Please identify every line in the records below that contains the word "window", and copy each of those lines.

▶ Supplied data:
▼

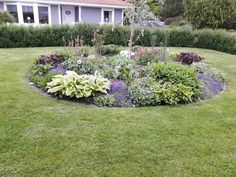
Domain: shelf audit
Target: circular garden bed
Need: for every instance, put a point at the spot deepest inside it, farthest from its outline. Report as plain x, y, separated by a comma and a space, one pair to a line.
143, 77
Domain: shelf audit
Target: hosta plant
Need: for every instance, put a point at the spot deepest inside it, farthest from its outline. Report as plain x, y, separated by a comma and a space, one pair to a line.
78, 86
187, 58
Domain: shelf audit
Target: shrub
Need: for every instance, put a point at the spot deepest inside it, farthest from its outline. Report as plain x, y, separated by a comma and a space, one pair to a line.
172, 94
53, 59
5, 17
210, 87
119, 90
77, 86
209, 71
41, 81
41, 70
209, 13
140, 92
176, 74
111, 50
121, 68
58, 70
105, 100
218, 40
187, 58
144, 56
84, 65
19, 36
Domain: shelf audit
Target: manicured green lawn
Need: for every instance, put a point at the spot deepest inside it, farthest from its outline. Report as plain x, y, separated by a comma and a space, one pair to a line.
40, 136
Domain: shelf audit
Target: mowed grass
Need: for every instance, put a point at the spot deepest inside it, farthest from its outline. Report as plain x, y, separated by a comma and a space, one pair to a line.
41, 136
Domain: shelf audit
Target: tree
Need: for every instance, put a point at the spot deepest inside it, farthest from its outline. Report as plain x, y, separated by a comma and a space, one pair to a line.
137, 12
209, 13
5, 17
172, 8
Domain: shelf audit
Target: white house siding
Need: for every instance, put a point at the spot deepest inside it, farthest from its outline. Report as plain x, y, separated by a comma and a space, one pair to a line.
1, 6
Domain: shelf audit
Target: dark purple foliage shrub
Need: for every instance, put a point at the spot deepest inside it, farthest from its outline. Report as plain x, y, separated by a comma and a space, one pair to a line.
189, 58
119, 89
54, 59
211, 87
58, 69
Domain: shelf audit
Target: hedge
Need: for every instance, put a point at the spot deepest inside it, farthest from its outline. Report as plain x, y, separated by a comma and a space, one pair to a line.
47, 36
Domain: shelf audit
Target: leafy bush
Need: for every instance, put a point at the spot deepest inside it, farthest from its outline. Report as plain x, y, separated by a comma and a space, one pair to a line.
54, 59
119, 90
84, 65
19, 36
172, 94
105, 100
111, 50
144, 56
41, 70
176, 74
79, 86
210, 86
187, 58
209, 71
209, 13
58, 70
120, 68
41, 81
218, 40
140, 92
5, 17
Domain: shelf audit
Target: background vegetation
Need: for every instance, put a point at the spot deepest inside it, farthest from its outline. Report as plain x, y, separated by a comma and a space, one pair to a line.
17, 36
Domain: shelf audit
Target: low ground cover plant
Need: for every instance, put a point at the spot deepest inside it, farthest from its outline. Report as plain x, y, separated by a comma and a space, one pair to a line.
112, 79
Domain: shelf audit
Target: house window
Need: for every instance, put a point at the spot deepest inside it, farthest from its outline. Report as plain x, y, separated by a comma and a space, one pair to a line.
43, 15
28, 14
12, 9
107, 16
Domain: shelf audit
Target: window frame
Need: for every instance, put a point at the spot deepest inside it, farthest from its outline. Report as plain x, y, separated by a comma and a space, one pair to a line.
112, 10
12, 4
28, 5
49, 14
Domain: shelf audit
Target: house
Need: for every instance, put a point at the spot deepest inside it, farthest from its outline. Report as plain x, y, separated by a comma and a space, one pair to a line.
55, 12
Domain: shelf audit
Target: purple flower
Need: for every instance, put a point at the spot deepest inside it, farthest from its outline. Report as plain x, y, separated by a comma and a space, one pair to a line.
119, 89
58, 69
211, 86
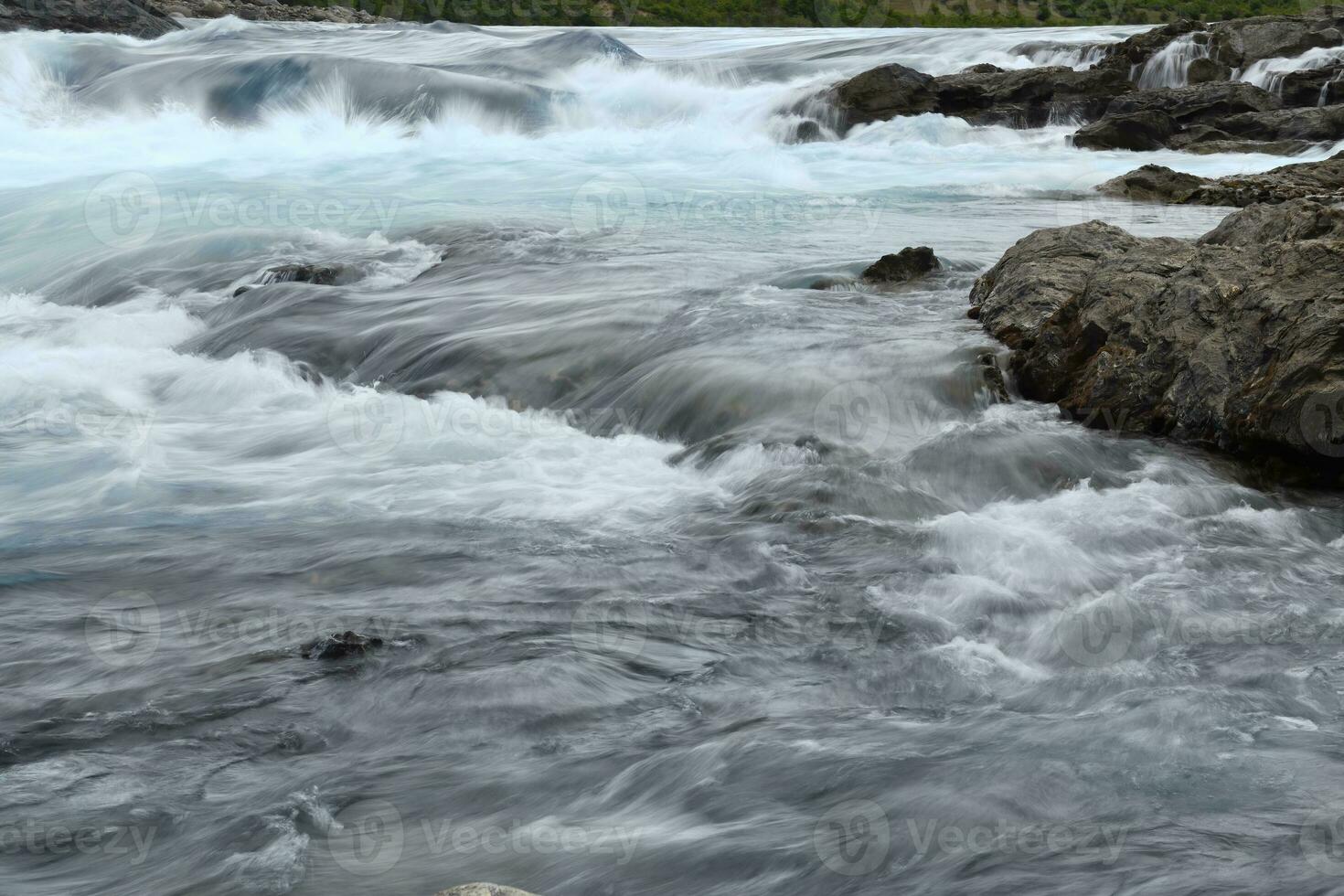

▲

▶ Answer to this exercise:
Target: house window
Target: window frame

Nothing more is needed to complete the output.